Problem description:
Copy the records from their beginning through the line that contains "[37,27,622,560]", renaming "bounding box result" to "box coordinates" and changing nothing else. Leave the pictures out of your copy.
★ ★ ★ ★ ★ ★ ★
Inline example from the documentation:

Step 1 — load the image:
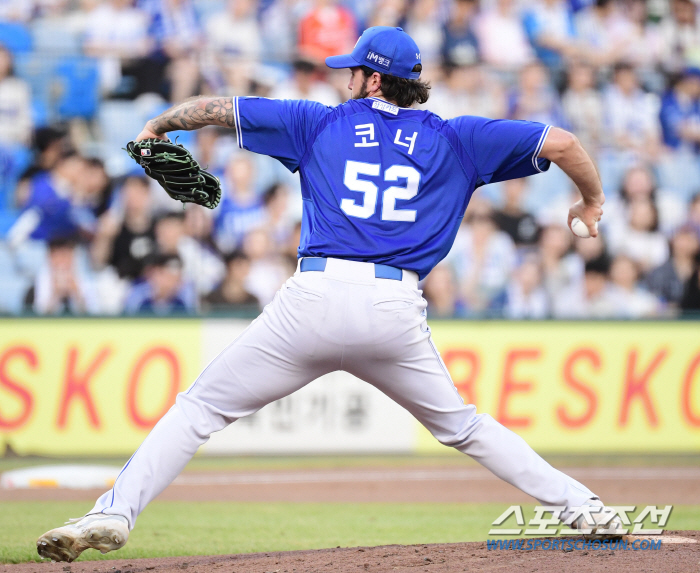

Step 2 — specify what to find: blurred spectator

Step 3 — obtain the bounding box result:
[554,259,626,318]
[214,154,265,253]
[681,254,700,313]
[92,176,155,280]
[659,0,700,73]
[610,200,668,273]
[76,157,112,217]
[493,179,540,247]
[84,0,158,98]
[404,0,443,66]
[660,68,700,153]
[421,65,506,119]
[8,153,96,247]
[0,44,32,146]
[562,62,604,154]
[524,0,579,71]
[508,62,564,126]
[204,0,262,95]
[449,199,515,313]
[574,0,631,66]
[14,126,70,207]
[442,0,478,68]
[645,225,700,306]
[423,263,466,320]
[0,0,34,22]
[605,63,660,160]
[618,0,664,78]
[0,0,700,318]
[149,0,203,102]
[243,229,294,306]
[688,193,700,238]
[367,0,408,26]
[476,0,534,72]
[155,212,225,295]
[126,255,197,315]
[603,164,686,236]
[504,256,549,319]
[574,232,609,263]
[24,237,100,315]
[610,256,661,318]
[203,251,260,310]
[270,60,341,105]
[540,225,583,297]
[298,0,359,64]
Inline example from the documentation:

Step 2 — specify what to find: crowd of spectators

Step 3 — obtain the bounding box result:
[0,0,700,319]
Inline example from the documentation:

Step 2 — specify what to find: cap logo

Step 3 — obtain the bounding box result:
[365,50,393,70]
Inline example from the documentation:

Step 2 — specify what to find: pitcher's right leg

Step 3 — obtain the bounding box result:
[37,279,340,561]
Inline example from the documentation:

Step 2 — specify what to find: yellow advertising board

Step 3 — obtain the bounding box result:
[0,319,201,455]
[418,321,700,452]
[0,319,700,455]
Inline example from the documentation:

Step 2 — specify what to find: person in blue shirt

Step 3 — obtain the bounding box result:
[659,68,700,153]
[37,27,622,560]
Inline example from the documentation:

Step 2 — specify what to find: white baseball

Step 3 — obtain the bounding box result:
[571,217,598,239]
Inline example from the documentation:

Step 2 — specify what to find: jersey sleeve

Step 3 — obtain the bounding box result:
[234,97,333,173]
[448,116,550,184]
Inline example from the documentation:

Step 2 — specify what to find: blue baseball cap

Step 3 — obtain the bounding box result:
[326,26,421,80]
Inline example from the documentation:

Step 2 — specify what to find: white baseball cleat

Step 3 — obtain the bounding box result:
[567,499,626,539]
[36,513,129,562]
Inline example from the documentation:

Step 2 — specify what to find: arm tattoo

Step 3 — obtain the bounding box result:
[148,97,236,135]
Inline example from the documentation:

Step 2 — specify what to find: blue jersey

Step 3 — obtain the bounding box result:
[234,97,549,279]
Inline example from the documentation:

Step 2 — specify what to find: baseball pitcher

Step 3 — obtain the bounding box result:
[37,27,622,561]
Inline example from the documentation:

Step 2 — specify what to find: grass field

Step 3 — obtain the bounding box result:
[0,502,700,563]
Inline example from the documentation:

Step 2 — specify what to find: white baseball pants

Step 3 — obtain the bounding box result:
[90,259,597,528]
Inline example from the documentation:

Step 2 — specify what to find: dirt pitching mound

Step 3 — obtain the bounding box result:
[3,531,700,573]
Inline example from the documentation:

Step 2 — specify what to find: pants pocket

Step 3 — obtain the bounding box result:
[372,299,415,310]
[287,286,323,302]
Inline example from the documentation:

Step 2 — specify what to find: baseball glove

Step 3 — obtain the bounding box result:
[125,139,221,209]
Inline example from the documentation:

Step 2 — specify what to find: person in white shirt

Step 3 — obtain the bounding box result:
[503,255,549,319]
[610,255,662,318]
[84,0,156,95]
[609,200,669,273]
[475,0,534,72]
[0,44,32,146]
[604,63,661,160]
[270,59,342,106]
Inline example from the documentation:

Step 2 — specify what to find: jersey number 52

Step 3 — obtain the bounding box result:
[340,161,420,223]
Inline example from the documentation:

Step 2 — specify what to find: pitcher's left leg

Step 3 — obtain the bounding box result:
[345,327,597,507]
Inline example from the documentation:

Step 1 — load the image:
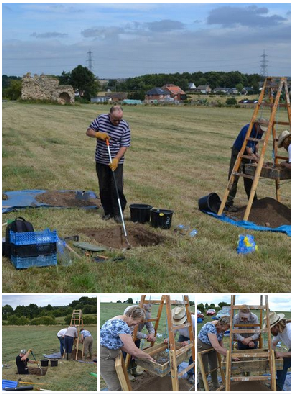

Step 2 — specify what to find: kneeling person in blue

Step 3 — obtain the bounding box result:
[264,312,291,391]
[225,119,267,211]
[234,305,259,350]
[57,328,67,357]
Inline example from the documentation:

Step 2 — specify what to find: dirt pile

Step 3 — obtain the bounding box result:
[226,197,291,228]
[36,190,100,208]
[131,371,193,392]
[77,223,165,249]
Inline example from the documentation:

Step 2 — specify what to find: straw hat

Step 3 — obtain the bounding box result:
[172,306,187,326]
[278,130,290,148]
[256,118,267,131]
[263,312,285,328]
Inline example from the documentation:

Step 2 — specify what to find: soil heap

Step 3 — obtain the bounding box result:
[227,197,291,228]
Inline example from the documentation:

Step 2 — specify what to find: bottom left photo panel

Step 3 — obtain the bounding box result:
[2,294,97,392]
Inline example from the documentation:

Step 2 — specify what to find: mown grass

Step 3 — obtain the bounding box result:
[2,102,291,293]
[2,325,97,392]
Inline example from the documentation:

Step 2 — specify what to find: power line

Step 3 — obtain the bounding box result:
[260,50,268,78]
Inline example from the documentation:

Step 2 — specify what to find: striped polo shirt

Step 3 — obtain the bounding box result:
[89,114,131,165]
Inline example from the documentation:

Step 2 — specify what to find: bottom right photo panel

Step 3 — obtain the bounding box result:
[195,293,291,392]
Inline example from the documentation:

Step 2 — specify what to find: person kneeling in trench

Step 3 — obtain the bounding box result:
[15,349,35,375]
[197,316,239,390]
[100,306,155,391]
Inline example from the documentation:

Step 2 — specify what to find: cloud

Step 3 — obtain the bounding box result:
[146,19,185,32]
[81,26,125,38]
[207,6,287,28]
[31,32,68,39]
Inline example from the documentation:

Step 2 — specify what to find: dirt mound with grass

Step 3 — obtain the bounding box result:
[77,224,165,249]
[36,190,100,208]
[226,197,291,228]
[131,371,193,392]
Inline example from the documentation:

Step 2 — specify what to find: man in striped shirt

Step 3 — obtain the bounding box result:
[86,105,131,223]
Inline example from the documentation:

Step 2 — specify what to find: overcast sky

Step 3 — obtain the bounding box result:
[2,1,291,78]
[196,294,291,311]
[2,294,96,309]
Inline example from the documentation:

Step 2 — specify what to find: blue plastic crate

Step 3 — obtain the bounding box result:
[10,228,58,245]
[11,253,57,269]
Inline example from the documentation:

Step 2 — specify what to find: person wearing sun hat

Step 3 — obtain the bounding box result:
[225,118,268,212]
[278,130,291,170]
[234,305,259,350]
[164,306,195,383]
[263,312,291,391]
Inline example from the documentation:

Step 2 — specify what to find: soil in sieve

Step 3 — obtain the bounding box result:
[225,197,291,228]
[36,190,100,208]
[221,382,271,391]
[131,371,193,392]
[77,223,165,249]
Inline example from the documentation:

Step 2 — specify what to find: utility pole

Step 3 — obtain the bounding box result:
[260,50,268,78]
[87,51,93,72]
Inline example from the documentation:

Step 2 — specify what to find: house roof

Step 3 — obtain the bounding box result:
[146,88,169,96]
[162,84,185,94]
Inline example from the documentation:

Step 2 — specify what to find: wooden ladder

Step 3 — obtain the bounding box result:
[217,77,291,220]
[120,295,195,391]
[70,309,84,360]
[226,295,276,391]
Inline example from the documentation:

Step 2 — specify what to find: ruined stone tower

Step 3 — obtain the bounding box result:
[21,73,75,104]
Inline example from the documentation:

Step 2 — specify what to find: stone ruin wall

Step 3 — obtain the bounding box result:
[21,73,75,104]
★ ★ ★ ★ ★ ★ ★
Written answer:
Inline example from the documentation:

Step 1 — load the image:

Step 2 — specify what to find: blurred spectator

Step 3 — obtain the box coordinates:
[554,259,626,318]
[214,154,265,253]
[681,254,700,313]
[92,176,155,280]
[659,0,700,73]
[610,200,668,273]
[76,157,112,217]
[493,179,540,247]
[84,0,158,98]
[404,0,443,66]
[660,68,700,153]
[421,65,506,119]
[8,153,96,247]
[0,44,32,146]
[562,62,604,154]
[524,0,579,71]
[508,62,564,126]
[204,0,262,95]
[449,199,515,313]
[574,0,631,66]
[14,126,70,207]
[442,0,478,68]
[645,225,700,306]
[423,263,466,320]
[0,0,34,22]
[605,63,660,160]
[618,0,664,78]
[0,0,700,318]
[149,0,203,102]
[243,229,294,306]
[688,193,700,238]
[367,0,408,26]
[476,0,534,72]
[155,212,225,295]
[126,255,197,315]
[603,164,686,236]
[504,256,549,319]
[574,232,609,263]
[24,237,100,315]
[610,256,661,318]
[203,251,260,310]
[270,60,341,105]
[540,225,583,297]
[298,0,359,64]
Inline example from the documentation:

Step 2 — specify what to find: crowd of spectators

Step 3 — obtain the box coordinates:
[0,0,700,319]
Inline example from the documentation:

Step 2 — specify what to find: cap logo

Step 3 — obtain the box coordinates:
[365,50,393,70]
Inline example from the documentation:

Step 2 — specify what to find: pitcher's right leg

Step 3 — obtain the box coordinates:
[37,279,340,561]
Inline example from the documentation:

Step 2 — specify what to find: yellow advertising board

Step 3 — obtain the box coordinates:
[0,319,201,455]
[418,321,700,452]
[0,319,700,455]
Inline example from the documentation:

Step 2 — specify what to find: person in blue shirt

Step 3 — obtain the box coordinates:
[659,68,700,153]
[37,27,622,560]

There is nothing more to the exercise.